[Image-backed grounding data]
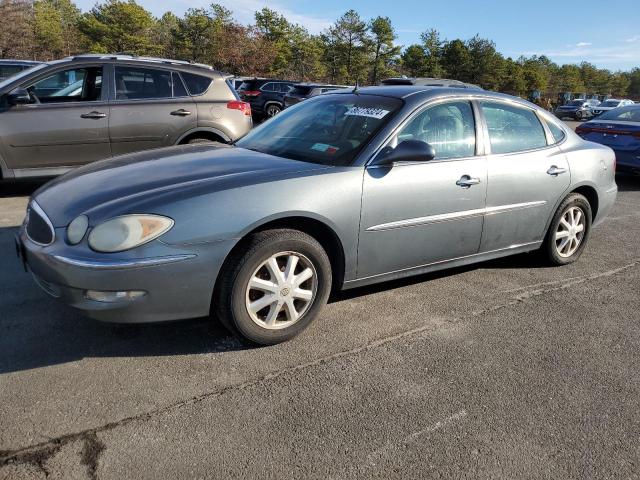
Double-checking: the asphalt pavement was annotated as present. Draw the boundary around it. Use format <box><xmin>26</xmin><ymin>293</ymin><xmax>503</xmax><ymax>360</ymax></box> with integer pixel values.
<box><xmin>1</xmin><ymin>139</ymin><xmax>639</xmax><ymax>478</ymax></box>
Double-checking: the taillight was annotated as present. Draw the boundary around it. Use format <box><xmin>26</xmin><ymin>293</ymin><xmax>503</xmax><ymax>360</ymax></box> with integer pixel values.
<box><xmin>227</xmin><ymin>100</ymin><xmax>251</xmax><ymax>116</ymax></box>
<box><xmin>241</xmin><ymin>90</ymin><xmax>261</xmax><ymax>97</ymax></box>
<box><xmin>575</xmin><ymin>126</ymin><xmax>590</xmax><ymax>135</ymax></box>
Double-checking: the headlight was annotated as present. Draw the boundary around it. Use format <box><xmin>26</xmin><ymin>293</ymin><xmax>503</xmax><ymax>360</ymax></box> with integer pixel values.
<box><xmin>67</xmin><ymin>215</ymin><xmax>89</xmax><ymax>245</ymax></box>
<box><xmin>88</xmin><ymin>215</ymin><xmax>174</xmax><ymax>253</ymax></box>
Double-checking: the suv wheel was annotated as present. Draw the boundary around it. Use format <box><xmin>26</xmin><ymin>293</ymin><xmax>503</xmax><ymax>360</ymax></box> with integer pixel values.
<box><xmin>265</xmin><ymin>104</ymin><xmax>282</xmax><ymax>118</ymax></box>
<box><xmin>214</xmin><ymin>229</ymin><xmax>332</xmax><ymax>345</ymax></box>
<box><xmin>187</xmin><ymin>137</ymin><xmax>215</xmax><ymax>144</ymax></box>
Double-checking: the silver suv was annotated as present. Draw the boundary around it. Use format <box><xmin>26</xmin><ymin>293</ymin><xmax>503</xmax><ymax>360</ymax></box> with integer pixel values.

Exercise:
Without the images, output all the entries exactly as they stand.

Problem solution:
Double-checking: the asphalt pavement was annotated as present. Draw the boundary around it. Use format <box><xmin>26</xmin><ymin>293</ymin><xmax>503</xmax><ymax>360</ymax></box> with integer pixel values.
<box><xmin>1</xmin><ymin>139</ymin><xmax>639</xmax><ymax>478</ymax></box>
Double-checking: the taillight was annotated as present. Draw the boundary around it. Use format <box><xmin>26</xmin><ymin>293</ymin><xmax>503</xmax><ymax>360</ymax></box> with integer pixel values.
<box><xmin>227</xmin><ymin>100</ymin><xmax>251</xmax><ymax>116</ymax></box>
<box><xmin>241</xmin><ymin>90</ymin><xmax>261</xmax><ymax>97</ymax></box>
<box><xmin>575</xmin><ymin>126</ymin><xmax>590</xmax><ymax>135</ymax></box>
Double-checking: the headlight was annotated as present. Draw the boundary around it. Use format <box><xmin>26</xmin><ymin>293</ymin><xmax>503</xmax><ymax>360</ymax></box> with integer pixel values.
<box><xmin>67</xmin><ymin>215</ymin><xmax>89</xmax><ymax>245</ymax></box>
<box><xmin>88</xmin><ymin>215</ymin><xmax>174</xmax><ymax>253</ymax></box>
Double-checking: the suv wheel was annotated as present. Draw the boundary around it. Use format <box><xmin>26</xmin><ymin>293</ymin><xmax>503</xmax><ymax>360</ymax></box> with integer pixel values.
<box><xmin>265</xmin><ymin>104</ymin><xmax>282</xmax><ymax>118</ymax></box>
<box><xmin>214</xmin><ymin>229</ymin><xmax>332</xmax><ymax>345</ymax></box>
<box><xmin>187</xmin><ymin>137</ymin><xmax>215</xmax><ymax>144</ymax></box>
Double-checking: the silver suv was annotated as present. Draw the boundary around it. Use format <box><xmin>26</xmin><ymin>293</ymin><xmax>503</xmax><ymax>360</ymax></box> with integer pixel values.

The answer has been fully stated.